Stored data —
• • • • • • •
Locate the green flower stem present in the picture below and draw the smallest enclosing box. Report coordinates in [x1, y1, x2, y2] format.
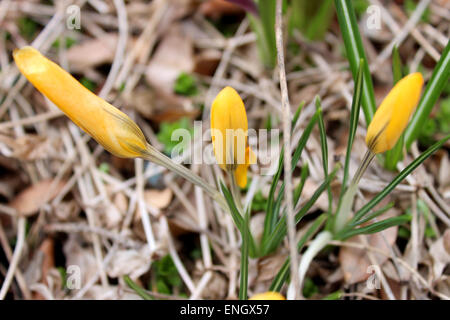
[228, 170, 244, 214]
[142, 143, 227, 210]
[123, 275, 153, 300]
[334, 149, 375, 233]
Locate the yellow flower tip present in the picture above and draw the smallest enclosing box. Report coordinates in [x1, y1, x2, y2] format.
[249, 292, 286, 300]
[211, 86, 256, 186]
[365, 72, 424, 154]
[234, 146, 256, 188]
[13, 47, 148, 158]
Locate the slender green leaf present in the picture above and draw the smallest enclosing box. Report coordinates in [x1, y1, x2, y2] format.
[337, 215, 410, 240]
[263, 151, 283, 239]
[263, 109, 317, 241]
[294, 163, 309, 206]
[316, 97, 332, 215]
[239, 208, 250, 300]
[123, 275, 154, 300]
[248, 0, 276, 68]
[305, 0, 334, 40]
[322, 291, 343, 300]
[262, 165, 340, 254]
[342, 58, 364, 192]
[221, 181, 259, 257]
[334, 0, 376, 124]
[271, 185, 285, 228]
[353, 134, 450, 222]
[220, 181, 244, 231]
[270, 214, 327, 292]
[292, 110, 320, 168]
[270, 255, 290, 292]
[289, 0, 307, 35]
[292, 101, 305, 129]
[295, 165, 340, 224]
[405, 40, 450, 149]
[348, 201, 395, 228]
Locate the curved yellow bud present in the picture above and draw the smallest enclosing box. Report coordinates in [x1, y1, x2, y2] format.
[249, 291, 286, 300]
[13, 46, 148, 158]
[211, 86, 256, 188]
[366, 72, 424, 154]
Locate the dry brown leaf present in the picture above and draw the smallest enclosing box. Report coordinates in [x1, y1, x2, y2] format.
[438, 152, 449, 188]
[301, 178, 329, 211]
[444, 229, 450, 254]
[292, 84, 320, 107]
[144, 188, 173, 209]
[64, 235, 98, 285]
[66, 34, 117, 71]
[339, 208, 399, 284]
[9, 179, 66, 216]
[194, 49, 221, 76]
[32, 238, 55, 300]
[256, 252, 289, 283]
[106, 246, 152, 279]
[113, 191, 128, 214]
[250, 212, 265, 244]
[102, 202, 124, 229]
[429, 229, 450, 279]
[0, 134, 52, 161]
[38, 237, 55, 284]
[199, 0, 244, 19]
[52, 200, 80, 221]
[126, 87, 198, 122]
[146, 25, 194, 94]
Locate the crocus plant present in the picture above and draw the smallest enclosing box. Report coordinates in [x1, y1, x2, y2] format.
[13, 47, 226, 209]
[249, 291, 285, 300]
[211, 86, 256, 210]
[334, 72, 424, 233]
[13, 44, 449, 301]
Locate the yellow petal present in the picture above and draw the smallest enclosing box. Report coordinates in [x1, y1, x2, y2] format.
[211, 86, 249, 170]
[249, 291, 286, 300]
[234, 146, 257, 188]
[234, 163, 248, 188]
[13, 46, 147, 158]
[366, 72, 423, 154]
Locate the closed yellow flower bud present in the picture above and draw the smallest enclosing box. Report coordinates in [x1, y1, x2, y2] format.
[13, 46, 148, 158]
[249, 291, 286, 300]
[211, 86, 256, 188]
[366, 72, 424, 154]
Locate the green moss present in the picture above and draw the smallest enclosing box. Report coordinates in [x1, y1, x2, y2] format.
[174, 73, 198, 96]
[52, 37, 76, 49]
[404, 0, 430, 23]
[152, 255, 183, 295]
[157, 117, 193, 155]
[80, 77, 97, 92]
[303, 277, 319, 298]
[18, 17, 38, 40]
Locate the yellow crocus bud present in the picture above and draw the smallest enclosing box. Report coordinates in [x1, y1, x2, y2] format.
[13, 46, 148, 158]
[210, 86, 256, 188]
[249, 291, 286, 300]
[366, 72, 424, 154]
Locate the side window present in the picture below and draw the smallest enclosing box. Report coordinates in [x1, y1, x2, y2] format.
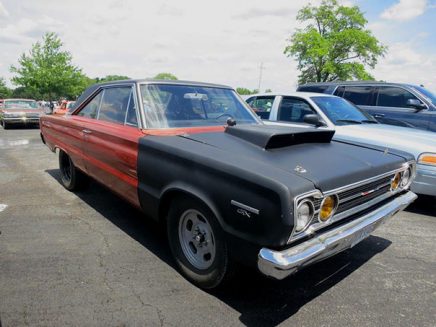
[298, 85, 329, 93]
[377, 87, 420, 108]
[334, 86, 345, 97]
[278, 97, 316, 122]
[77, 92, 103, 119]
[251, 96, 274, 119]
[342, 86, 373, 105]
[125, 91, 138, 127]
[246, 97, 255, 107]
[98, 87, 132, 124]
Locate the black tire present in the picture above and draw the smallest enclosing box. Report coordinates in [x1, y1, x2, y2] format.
• • • • • • •
Your instructions — Transcribe exactly the span of lines that opens with the line holding "Locate the yellow petal" and closes with the last line of the entries above. Omit pictures.

Task response —
Locate the yellow petal present in the picture above and draw the smallest enclosing box. Report coordinates in [x1, y1, x2, y2] format.
[211, 86, 249, 170]
[249, 291, 286, 300]
[234, 146, 257, 188]
[234, 163, 248, 188]
[13, 46, 147, 158]
[366, 72, 423, 154]
Locate the closed yellow flower bud present in the picture above and draw the smallest enclosing box. Report coordinates in [x1, y1, x2, y2] format.
[13, 46, 148, 158]
[249, 291, 286, 300]
[211, 86, 256, 188]
[366, 72, 424, 154]
Locate the green moss present in the picture above and draw the smallest enclosing box. Report coordinates in [x1, y1, x2, y2] format.
[174, 73, 198, 96]
[52, 37, 76, 49]
[404, 0, 430, 23]
[152, 255, 183, 295]
[157, 117, 193, 155]
[80, 77, 97, 92]
[303, 277, 319, 298]
[18, 17, 38, 40]
Locate the yellow crocus bud present in the picture above and draw the smallest enclosing box. Report coordinates in [x1, y1, x2, y2] format.
[13, 46, 148, 158]
[210, 86, 256, 188]
[249, 291, 286, 300]
[366, 72, 424, 154]
Locate the side window present in the picture below and draw the smallest enclosing box. Report coordinates in [x1, y1, x2, y2] format.
[298, 85, 329, 93]
[377, 87, 420, 108]
[334, 86, 345, 97]
[278, 97, 316, 122]
[77, 92, 103, 119]
[251, 96, 274, 119]
[342, 86, 373, 105]
[125, 91, 138, 127]
[246, 97, 255, 107]
[98, 87, 132, 124]
Locate the black tire present in the picture above and draw the smallest enclosing box. Report coordinates in [x1, y1, x2, y2] format.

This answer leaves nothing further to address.